__SET EXERCISE__. Can you rewrite all of the records below with each "Prove me wrong" changed to "Show me", keeping everything else the same and leaving the pictures out?

Detection examples
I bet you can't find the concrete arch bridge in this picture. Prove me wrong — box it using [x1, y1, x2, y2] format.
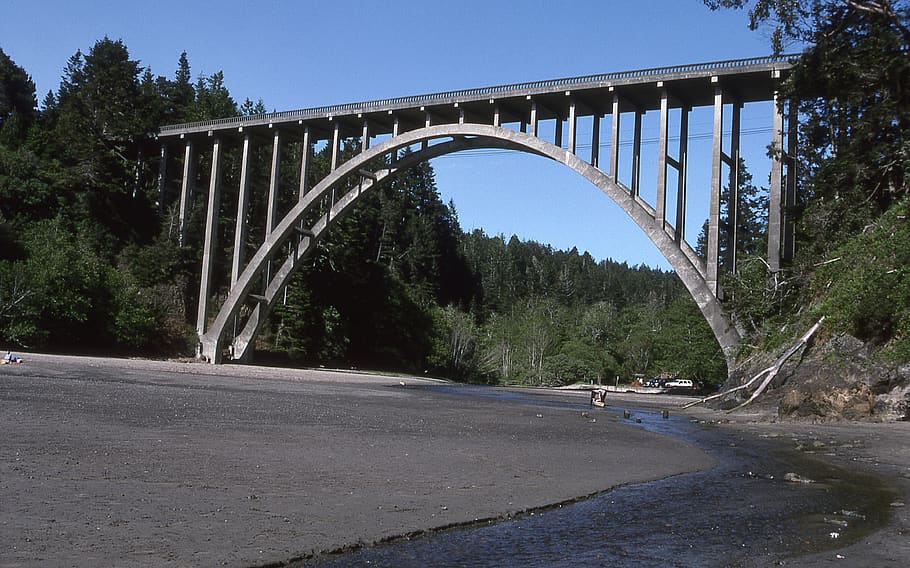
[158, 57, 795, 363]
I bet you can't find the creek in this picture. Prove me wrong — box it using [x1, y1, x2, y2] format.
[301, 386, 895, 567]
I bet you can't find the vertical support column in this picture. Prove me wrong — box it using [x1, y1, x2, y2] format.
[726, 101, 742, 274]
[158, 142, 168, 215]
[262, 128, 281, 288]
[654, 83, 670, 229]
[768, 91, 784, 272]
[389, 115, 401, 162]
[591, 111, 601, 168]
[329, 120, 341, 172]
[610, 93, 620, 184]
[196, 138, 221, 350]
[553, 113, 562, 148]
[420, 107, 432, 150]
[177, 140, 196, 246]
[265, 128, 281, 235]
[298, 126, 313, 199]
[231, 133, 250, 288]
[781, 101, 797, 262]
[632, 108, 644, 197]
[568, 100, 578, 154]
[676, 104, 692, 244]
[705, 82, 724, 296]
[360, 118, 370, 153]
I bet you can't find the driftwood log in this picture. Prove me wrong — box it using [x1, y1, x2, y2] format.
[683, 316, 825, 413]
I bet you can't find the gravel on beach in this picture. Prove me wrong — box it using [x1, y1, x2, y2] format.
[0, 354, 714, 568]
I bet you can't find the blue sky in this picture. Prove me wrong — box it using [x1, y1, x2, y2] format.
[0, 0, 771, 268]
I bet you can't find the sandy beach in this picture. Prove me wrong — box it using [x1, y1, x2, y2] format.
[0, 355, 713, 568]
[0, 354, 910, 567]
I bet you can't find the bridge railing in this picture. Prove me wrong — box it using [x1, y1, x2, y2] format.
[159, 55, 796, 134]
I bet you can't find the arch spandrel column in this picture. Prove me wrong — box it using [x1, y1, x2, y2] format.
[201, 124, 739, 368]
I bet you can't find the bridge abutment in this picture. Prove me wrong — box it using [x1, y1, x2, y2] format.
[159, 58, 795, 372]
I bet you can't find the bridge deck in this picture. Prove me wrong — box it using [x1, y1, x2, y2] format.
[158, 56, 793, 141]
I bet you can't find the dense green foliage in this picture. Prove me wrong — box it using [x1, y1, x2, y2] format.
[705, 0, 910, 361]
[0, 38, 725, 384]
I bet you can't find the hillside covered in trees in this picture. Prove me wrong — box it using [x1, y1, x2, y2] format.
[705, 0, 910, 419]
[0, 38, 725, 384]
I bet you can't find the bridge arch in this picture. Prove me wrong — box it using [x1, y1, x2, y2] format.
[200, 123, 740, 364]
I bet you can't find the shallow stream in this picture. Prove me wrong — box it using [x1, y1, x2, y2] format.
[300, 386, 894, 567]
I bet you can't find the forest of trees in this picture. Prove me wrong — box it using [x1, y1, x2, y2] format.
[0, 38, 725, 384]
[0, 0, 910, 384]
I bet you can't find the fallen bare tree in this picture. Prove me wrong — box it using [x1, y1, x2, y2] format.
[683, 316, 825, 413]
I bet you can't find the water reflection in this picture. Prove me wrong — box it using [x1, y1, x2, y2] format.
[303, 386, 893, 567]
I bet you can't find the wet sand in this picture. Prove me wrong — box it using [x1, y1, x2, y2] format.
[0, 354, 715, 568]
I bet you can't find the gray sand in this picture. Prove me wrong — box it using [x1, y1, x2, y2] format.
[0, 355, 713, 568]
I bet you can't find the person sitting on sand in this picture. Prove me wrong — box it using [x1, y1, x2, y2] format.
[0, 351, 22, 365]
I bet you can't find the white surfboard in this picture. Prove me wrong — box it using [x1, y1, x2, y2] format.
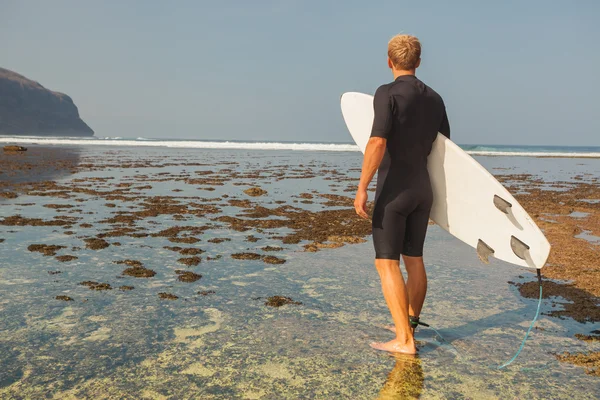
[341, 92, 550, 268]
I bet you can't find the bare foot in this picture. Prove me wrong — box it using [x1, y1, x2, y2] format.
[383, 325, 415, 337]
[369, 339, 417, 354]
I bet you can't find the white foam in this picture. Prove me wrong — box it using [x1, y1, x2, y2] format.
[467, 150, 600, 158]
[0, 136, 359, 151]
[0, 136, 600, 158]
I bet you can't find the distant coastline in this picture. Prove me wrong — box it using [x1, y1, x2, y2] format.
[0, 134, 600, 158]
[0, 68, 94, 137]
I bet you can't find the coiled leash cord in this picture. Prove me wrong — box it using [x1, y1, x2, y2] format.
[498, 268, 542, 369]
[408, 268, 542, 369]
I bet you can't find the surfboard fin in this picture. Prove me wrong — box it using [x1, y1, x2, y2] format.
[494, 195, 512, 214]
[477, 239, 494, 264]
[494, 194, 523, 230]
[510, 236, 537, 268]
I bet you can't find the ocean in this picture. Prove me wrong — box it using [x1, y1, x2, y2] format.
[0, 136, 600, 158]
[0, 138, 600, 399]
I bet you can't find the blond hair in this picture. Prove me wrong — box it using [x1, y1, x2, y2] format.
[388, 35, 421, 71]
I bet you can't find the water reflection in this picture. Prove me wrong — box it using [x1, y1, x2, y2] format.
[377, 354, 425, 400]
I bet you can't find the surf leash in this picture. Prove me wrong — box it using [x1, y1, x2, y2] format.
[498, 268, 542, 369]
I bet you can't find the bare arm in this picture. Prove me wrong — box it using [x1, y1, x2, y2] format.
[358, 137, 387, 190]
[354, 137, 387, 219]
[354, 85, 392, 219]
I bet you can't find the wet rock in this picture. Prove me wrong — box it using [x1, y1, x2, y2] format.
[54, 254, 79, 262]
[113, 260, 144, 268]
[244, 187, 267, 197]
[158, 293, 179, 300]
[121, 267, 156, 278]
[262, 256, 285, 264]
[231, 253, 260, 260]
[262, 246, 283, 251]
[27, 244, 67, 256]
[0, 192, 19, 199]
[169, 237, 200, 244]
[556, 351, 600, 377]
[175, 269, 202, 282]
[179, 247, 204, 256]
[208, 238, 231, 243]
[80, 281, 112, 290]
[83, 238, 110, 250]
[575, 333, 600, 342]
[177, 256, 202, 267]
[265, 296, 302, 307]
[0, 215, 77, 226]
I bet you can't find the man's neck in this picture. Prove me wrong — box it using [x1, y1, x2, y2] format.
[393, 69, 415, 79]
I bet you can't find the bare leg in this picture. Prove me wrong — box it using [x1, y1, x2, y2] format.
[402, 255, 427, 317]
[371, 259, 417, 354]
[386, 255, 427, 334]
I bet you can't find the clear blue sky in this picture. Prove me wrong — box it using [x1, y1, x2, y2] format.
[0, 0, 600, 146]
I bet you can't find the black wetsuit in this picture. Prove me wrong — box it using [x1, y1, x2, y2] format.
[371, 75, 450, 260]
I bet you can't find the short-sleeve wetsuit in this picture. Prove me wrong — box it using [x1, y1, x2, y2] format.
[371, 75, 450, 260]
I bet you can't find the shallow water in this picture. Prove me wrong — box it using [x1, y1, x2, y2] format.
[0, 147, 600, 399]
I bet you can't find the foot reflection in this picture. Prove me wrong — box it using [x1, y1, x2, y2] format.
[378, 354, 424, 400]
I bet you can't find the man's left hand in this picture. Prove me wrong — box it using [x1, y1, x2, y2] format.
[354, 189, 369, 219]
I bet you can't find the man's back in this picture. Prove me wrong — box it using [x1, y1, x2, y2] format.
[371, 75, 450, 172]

__THE RESULT__.
I bet you can't find the concrete arch bridge in this picture. Show me — box it using [x1, y1, x2, y2] format.
[158, 57, 795, 363]
I bet you can't find the creek in this picture. Show me — box it using [x1, y1, x2, y2] format.
[301, 386, 895, 567]
I bet you can't find the vertical support column in this picture. Show me — box it using [x1, y1, x2, y2] format.
[726, 101, 742, 274]
[158, 142, 168, 215]
[262, 128, 281, 288]
[654, 83, 670, 229]
[768, 91, 784, 272]
[389, 115, 401, 162]
[591, 111, 601, 168]
[329, 120, 341, 172]
[610, 93, 620, 184]
[196, 138, 221, 350]
[553, 113, 562, 148]
[420, 107, 432, 150]
[177, 140, 196, 246]
[265, 128, 281, 235]
[298, 126, 313, 199]
[231, 133, 250, 288]
[781, 101, 797, 262]
[632, 108, 644, 197]
[568, 100, 578, 154]
[676, 104, 692, 244]
[705, 82, 724, 296]
[360, 118, 370, 153]
I bet you can't find the driftwood log in this picture. Show me — box it using [x1, y1, x2, y2] format.
[683, 316, 825, 413]
I bet you can't find the gravel on beach in this picture. Show me — box it using [x1, y1, x2, y2] format.
[0, 354, 714, 568]
I bet you can't find the blue sky in this picture. Show me — box it using [x1, y1, x2, y2] format.
[0, 0, 771, 268]
I bet you can't find the sandy beach in this picture. Show me — box it using [x1, y1, x2, y2] format.
[0, 355, 713, 568]
[0, 354, 910, 567]
I bet you can't find the bridge railing in this picture. Show me — box it using [x1, y1, x2, y2] format.
[159, 55, 796, 134]
I bet you can't find the arch spandrel column in this picture. Show me — box it using [x1, y1, x2, y2] format.
[201, 124, 739, 368]
I bet you can't find the bridge abutment in this picture. Show me — box it using [x1, y1, x2, y2] format.
[159, 58, 795, 372]
I bet you can't find the bridge deck in this picture. Show me — box it using [x1, y1, x2, y2] format.
[158, 56, 793, 141]
I bet you can't find the dense green foliage in this picture. Show me — box it using [x1, y1, x2, y2] format.
[705, 0, 910, 361]
[0, 38, 725, 384]
I bet you can't find the hillside covered in trees in this picture. Show me — box it using [x1, y1, x2, y2] format.
[705, 0, 910, 419]
[0, 38, 725, 384]
I bet you can't find the bridge arch in this picture. Show me — box it using [x1, y1, x2, y2] format.
[200, 123, 740, 364]
I bet you can't find the shallow stream in this picture. Show me — box it using [x1, y1, x2, y2] format.
[300, 386, 894, 567]
I bet you can't find the forest of trees in this picture. Show me — box it using [x1, y1, x2, y2] format.
[0, 38, 725, 384]
[0, 0, 910, 384]
I bet you can't find the fallen bare tree in this picture. Show me — box it using [x1, y1, x2, y2] format.
[683, 316, 825, 413]
I bet you can't find the water reflection in this picture. Show me — box it using [x1, y1, x2, y2] format.
[303, 386, 893, 567]
I bet you can't find the wet sand in this picture. Show me — box it using [x1, y1, x2, y2] format.
[0, 354, 715, 568]
I bet you can't find the gray sand in this picture. Show me — box it using [x1, y1, x2, y2] format.
[0, 355, 713, 568]
I bet you can't find the person sitting on sand in this picture. Show me — box it using [x1, y1, x2, y2] format.
[0, 351, 22, 365]
I bet you can't find the white surfboard in this picture. Show me — box it using [x1, y1, x2, y2] format.
[341, 92, 550, 268]
I bet you can't find the bare foot in this picture. Show me — box it using [x1, y1, x2, y2] format.
[383, 325, 415, 337]
[369, 339, 417, 354]
I bet you can't find the white foam in this picture. Show me — box it using [x1, y1, x2, y2] format.
[467, 150, 600, 158]
[0, 136, 359, 151]
[0, 136, 600, 158]
I bet you can't find the distant coastline in this picture. Show me — box it using [x1, y1, x2, y2] format.
[0, 134, 600, 158]
[0, 68, 94, 137]
I bet you can't find the coiled leash cord in this picture. Show me — box it using [x1, y1, x2, y2] format.
[498, 268, 542, 369]
[408, 268, 542, 369]
I bet you can't find the surfboard fin in this picture. Show me — box it using [x1, y1, x2, y2] format.
[494, 195, 512, 214]
[477, 239, 494, 264]
[494, 194, 523, 230]
[510, 236, 537, 268]
I bet you can't find the ocean in this picture. Show me — box it using [x1, y1, x2, y2] format.
[0, 136, 600, 158]
[0, 138, 600, 399]
I bet you can't find the blond hair in this picture. Show me — box it using [x1, y1, x2, y2] format.
[388, 35, 421, 71]
I bet you can't find the water reflection in this picture. Show me — box it using [x1, y1, x2, y2] format.
[377, 354, 425, 400]
I bet you can't find the surf leash in this picture. Show me — box it using [x1, y1, x2, y2] format.
[498, 268, 542, 369]
I bet you can't find the bare arm in this picture. Show me — box it using [x1, y1, x2, y2] format.
[358, 137, 387, 190]
[354, 137, 387, 219]
[354, 85, 392, 219]
I bet you can't find the wet rock in this picture. Show me — box it using [x1, y1, x2, y2] format.
[54, 254, 79, 262]
[113, 260, 144, 268]
[244, 187, 267, 197]
[158, 293, 179, 300]
[121, 267, 156, 278]
[262, 256, 285, 264]
[231, 253, 260, 260]
[262, 246, 283, 251]
[27, 244, 67, 256]
[0, 192, 19, 199]
[169, 237, 200, 244]
[556, 351, 600, 377]
[175, 269, 202, 282]
[179, 247, 204, 256]
[208, 238, 231, 243]
[80, 281, 112, 290]
[83, 238, 110, 250]
[575, 333, 600, 342]
[177, 256, 202, 267]
[265, 296, 302, 307]
[0, 215, 77, 226]
I bet you can't find the man's neck in this picture. Show me — box it using [x1, y1, x2, y2] format.
[393, 69, 415, 79]
I bet you can't find the bare leg in this picture. Show me — box it using [x1, y1, x2, y2] format.
[402, 255, 427, 317]
[371, 259, 417, 354]
[386, 255, 427, 334]
I bet you can't find the clear blue sky in this picture. Show me — box it using [x1, y1, x2, y2] format.
[0, 0, 600, 146]
I bet you can't find the black wetsuit in this picture. Show me — box it using [x1, y1, x2, y2] format.
[371, 75, 450, 260]
I bet you can't find the short-sleeve wetsuit in this picture. Show me — box it using [x1, y1, x2, y2] format.
[371, 75, 450, 260]
I bet you can't find the shallow water in this picture. Show me — box it using [x1, y1, x2, y2] format.
[0, 147, 600, 399]
I bet you can't find the foot reflection in this picture. Show me — box it using [x1, y1, x2, y2] format.
[378, 354, 424, 400]
I bet you can't find the man's left hand in this picture. Show me — box it using [x1, y1, x2, y2] format.
[354, 189, 369, 219]
I bet you can't find the man's back in this picture. Show me — box it using [x1, y1, x2, y2] format.
[371, 75, 450, 172]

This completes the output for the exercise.